• Consigne:
Recopiez le passage du texte sur les travailleuses et la CGT qui s'ouvre sur les mots contenant « Ce chapitre étudie » et se ferme sur « reste à écrire. », en y substituant « rencontres féminines » à « conférences féminines ».

Un siècle d’émancipation des travailleuses par elles-mêmes... et avec la CGT !
par MARYSE DUMAS
Le syndicalisme est une construction humaine et collective. Il est à la fois le reflet des mentalités de son temps et un acteur de celles-ci. Traversé de différents courants d’idées, il témoigne des diversités de tous ordres qui caractérisent le monde du travail. Cependant, par les positions qu’il prend, les analyses qu’il produit et les lignes d’action qu’il propose, il contribue à modifier les situations. En permettant, au fil du temps, aux ouvrières d’abord puis progressivement aux employées, puis aux cadres, de s’organiser collectivement, de se défendre, de se faire entendre et respecter, il a contribué à un mouvement d’émancipation des femmes qui se poursuit aujourd’hui. La CGT a procédé à des choix, les a mis en œuvre, a organisé des formations et des actions collectives qui ont contribué à changer l’état des rapports de forces de classes comme de genre. Dans un premier temps, elle a fait le choix de connaître et porter les revendications des travailleuses et de les aider à obtenir gain de cause ; puis celui de les organiser et de leur permettre, dans l’organisation syndicale, de définir elles-mêmes leurs revendications et modalités d’actions. Dès avant la guerre de 1914, elle reconnait le droit au travail des femmes. À partir de 1950, elle en fait une exigence essentielle pour gagner leur autonomie et leur liberté. Enfin, à l’écoute des femmes salariées, elle a évolué avec elles, et exigé libre disposition du corps, contraception, avortement. Aujourd’hui, elle poursuit ce combat pour faire reculer les violences et imposer le respect et la dignité pour toutes et tous, dans le travail, la famille et la société.
Pour autant, la place des femmes dans le travail d’abord, puis dans le syndicat, n’est jamais allée de soi. Elle a fait l’objet de débat d’idées, de batailles internes et externes, de mesures volontaristes, contrebalancées par des résistances affirmées et des forces d’inertie. Cette histoire n’est donc pas celle d’un long fleuve tranquille. Elle ne peut pas se comprendre non plus en isolant le combat concernant les femmes salariées des combats plus vastes menés par la CGT tout au long de son histoire. Dans le syndicat, les féministes inscrivent leur engagement dans une perspective à la fois commune à l’ensemble des salariés exploités, et spécifiques aux travailleuses. Elles veulent l’émancipation des femmes et la conçoivent dans une perspective plus vaste de changement de l’ensemble des rapports de travail et de transformation profonde de la société. On comprend alors que les débats voire les césures qui ont marqué l’histoire syndicale sur des questions d’orientation dites générales, et notamment dans le rapport au politique et à la gauche, n’aient pas été sans effet sur la conception de l’activité de masse de la CGT et donc sur son rapport aux femmes salariées.
Ce chapitre étudie cette histoire sous le prisme des conférences féminines que la CGT a organisées de 1923 à 1985. Elles ont constitué des moments importants à la fois pour actualiser régulièrement les analyses et propositions de la CGT, les diffuser parmi les militantes et à travers elles parmi les salariées. Pour autant, elles ne suffisent pas à rendre compte de façon complète de la façon dont la CGT, dans la diversité de ses composantes, a contribué à des évolutions progressives et progressistes de la place des femmes dans le monde du travail en perspective de leur pleine égalité et de leur émancipation. Cette histoire-là reste à écrire.

• Données disponibles:
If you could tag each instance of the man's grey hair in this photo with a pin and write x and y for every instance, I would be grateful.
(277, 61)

• Réponse:
Ce chapitre étudie cette histoire sous le prisme des rencontres féminines que la CGT a organisées de 1923 à 1985. Elles ont constitué des moments importants à la fois pour actualiser régulièrement les analyses et propositions de la CGT, les diffuser parmi les militantes et à travers elles parmi les salariées. Pour autant, elles ne suffisent pas à rendre compte de façon complète de la façon dont la CGT, dans la diversité de ses composantes, a contribué à des évolutions progressives et progressistes de la place des femmes dans le monde du travail en perspective de leur pleine égalité et de leur émancipation. Cette histoire-là reste à écrire.